:: WHAT TO DO ::
Swap "air vent" for "ventilation grille" in the stretch of items from the line containing "obj: woman's shoulder | fmt: x1,y1 -> x2,y2" through the line containing "6,187 -> 60,200", and write out only that stretch with everything else unchanged.

:: DATASET ROWS ::
○ ○ ○ ○ ○

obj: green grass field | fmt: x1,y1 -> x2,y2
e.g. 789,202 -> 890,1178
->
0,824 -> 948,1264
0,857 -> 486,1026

○ ○ ○ ○ ○

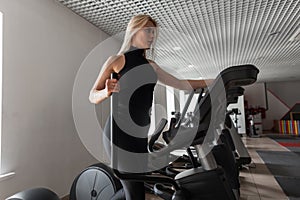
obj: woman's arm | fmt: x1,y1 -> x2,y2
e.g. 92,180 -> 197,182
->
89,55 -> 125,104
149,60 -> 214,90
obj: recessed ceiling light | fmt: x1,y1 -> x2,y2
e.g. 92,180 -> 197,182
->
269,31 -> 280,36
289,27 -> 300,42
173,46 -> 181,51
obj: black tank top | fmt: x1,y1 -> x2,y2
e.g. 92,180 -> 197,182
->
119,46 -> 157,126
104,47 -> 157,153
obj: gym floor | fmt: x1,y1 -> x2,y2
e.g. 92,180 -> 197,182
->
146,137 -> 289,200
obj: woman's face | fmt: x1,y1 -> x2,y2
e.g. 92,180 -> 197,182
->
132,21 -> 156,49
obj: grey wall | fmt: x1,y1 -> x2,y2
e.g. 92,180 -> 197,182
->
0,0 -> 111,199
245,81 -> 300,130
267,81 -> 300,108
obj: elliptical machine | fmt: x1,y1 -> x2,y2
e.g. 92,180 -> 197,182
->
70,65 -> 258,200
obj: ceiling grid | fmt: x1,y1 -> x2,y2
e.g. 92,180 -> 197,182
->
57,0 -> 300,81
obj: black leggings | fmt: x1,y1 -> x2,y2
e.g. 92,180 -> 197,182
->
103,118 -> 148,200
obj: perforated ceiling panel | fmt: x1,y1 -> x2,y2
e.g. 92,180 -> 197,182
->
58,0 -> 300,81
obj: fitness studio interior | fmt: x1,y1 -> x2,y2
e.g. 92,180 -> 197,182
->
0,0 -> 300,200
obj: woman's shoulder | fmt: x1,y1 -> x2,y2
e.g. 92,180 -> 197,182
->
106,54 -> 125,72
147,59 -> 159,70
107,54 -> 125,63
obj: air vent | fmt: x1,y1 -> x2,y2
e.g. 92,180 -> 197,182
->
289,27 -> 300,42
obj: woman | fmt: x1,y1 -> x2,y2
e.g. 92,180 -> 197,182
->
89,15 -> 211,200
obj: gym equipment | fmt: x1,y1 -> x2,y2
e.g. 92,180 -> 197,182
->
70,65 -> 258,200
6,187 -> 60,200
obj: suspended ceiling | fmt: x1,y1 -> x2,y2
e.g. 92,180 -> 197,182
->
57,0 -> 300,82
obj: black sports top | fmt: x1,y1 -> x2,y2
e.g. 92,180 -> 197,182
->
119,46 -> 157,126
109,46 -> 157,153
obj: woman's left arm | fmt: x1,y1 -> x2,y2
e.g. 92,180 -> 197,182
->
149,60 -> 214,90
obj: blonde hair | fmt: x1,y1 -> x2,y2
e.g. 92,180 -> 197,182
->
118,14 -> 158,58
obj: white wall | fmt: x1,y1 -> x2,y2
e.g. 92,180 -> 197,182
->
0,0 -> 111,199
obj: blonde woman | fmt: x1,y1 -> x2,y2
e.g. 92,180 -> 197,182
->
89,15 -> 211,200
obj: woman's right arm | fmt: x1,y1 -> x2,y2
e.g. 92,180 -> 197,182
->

○ ○ ○ ○ ○

:: WRITTEN ANSWER ::
obj: woman's shoulder | fmt: x1,y1 -> x2,y2
e.g. 92,180 -> 197,182
->
106,54 -> 125,72
147,59 -> 159,70
107,54 -> 125,63
obj: ventilation grille | fmt: x1,y1 -> x2,y2
e.g. 92,180 -> 197,182
->
289,27 -> 300,42
obj: woman | fmt: x1,y1 -> x2,y2
e.g. 92,180 -> 197,182
->
89,15 -> 211,200
obj: gym equipment | fmt: x1,y1 -> x2,y2
e.g. 92,180 -> 197,182
->
70,65 -> 258,200
6,187 -> 60,200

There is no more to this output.